(Point-based annotation data)
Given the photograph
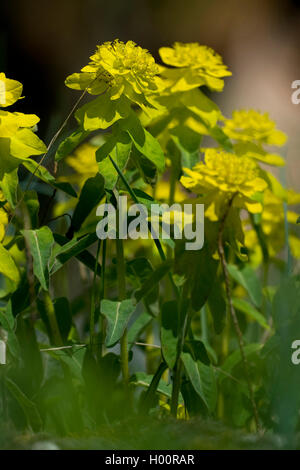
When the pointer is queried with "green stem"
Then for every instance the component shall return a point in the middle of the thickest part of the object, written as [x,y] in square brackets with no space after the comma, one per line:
[49,307]
[183,325]
[93,336]
[122,296]
[102,296]
[156,240]
[232,310]
[176,388]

## WORK TO BE COMPLETED
Reproduce every line of the data above word for word, leaving out the pictures.

## EXERCISE ANSWER
Given the photograph
When the pointer is queried with "green stem"
Then for every instance the component shall return a point in the middle of the thickest part of the object, written as [x,y] in square brackets with no space after the comma, one per line:
[49,307]
[183,325]
[93,336]
[122,296]
[102,296]
[156,240]
[232,310]
[176,388]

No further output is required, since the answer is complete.